Tarefa a cumprir -
Reproduza fielmente a parte do texto sobre a dissecação entre os autores muçulmanos, começando em "As descrições de" e terminando em "2017, p. 20).".

Trecho da página -

Apesar da prática da dissecação não ser referenciada nas fontes islâmicas e mesmo assim ter sofrido proibições legais, a amplitude de referências e defesas à prática que alguns autores muçulmanos fizeram, juntamente com o grande avanço trazido pelos mesmos e a miríade de detalhes intrincados a respeito da anatomia humana, nos levam a crer que alguns deles podem ter, de fato, praticado a dissecação em cadáveres humanos, e não somente em animais como seus predecessores greco-romanos. Porém, muitas questões ainda devem ser respondidas, como por exemplo o grande avanço na anatomia, cirurgia e demais campos médicos, enquanto o conhecimento de certas áreas do corpo (como os músculos) permaneceram praticamente estagnados, isso em um cenário onde a dissecação possivelmente tenha ocorrido:

As descrições de autores muçulmanos proeminentes - pelo menos os primeiros, como ibn Abbas e ibn Sina - basicamente repetiam descrições errôneas da anatomia humana com base nas dissecações de macacos por Galeno. Como é possível que por mais de 1000 anos ninguém realmente dissecasse, ou apenas observasse - durante cirurgias ou em cadáveres - a estrutura / forma dos músculos humanos? Esta é talvez uma das questões mais intrigantes não só para a história da anatomia, mas para a história da biologia e mesmo das ciências em geral (ALGHAMDI; ZIERMANN; DIOGO, 2017, p. 20).

Como resposta para essa indagação, alguns autores afirmam que essa lacuna nos estudos anatômicos foi motivada por questões sociais, ou seja, de que o trabalho manual era estigmatizado nos círculos mais elevados, motivo pelo qual a anatomia dos músculos deixou de ser estudada na mesma proporção que outras partes do corpo humano.

O termo utilizado hoje nos estudos de jurisprudência islâmica para que as autópsias sejam permitidas é maslaha, um princípio que diz respeito ao “benefício público”. Em resumo, tal princípio advoga que se os benefícios superam os malefícios, então essa atitude mais benéfica deve ser tomada. Denota proibição ou permissão de algo, de acordo com a necessidade e circunstâncias particulares, com base no fato de servir ao interesse público da comunidade muçulmana. Geralmente o princípio maslaha é invocado para resolver algumas questões de usul al-fiqh que não são cobertas pelo Alcorão, a sunnah do Profeta Muhammad ou ainda pela analogia dos sábios (qiyas). A aplicação desse conceito tornou-se mais importante na modernidade devido à sua crescente relevância para as questões jurídicas contemporâneas conforme o mundo muçulmano é cada vez mais exposto a novas tendências, tecnologias, ideologias, práticas etc., dentre elas a autópsia e dissecação de cadáveres.

Material de estudo -
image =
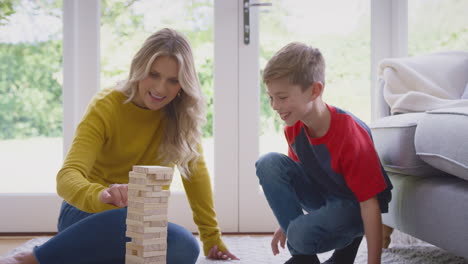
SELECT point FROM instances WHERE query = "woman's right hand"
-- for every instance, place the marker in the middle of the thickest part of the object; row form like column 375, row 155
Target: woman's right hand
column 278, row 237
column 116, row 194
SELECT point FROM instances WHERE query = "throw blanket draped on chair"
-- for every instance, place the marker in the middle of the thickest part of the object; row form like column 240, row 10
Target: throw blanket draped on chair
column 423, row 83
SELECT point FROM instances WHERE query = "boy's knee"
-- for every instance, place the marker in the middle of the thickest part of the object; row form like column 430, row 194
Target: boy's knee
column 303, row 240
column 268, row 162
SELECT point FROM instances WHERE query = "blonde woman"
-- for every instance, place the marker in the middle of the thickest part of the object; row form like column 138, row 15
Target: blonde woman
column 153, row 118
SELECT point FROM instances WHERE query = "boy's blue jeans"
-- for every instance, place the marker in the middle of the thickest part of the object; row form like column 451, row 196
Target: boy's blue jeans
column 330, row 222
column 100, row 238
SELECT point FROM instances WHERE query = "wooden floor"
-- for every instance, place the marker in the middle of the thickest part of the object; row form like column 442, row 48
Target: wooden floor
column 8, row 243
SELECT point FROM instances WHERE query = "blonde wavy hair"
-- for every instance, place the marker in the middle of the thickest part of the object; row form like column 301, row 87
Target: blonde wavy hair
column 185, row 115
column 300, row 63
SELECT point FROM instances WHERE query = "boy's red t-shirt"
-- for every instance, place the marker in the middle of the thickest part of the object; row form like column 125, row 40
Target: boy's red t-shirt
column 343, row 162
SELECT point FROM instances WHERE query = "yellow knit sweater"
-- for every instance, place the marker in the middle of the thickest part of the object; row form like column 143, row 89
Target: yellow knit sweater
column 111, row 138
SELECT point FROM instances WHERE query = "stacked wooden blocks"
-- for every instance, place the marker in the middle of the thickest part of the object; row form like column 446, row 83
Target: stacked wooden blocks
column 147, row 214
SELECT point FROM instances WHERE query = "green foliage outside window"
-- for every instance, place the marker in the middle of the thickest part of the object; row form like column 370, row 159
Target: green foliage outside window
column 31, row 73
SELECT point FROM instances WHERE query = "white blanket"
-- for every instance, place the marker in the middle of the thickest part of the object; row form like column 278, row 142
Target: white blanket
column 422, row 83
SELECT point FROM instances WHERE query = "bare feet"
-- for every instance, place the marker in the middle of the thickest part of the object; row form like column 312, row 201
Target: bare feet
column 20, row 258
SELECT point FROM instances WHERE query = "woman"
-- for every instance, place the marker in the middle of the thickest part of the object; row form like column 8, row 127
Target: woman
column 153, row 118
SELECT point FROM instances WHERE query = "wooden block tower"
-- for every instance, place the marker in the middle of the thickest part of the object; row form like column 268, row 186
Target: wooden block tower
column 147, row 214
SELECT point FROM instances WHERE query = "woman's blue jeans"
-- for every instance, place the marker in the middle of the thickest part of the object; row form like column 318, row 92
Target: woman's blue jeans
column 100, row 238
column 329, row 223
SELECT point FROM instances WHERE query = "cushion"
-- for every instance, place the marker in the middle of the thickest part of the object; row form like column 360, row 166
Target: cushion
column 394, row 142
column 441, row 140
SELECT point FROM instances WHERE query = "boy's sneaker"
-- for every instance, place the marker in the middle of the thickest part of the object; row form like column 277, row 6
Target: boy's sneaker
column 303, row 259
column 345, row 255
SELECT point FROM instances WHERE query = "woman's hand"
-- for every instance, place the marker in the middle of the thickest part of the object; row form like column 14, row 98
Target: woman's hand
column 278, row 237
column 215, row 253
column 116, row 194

Resposta do exercício -
As descrições de autores muçulmanos proeminentes - pelo menos os primeiros, como ibn Abbas e ibn Sina - basicamente repetiam descrições errôneas da anatomia humana com base nas dissecações de macacos por Galeno. Como é possível que por mais de 1000 anos ninguém realmente dissecasse, ou apenas observasse - durante cirurgias ou em cadáveres - a estrutura / forma dos músculos humanos? Esta é talvez uma das questões mais intrigantes não só para a história da anatomia, mas para a história da biologia e mesmo das ciências em geral (ALGHAMDI; ZIERMANN; DIOGO, 2017, p. 20).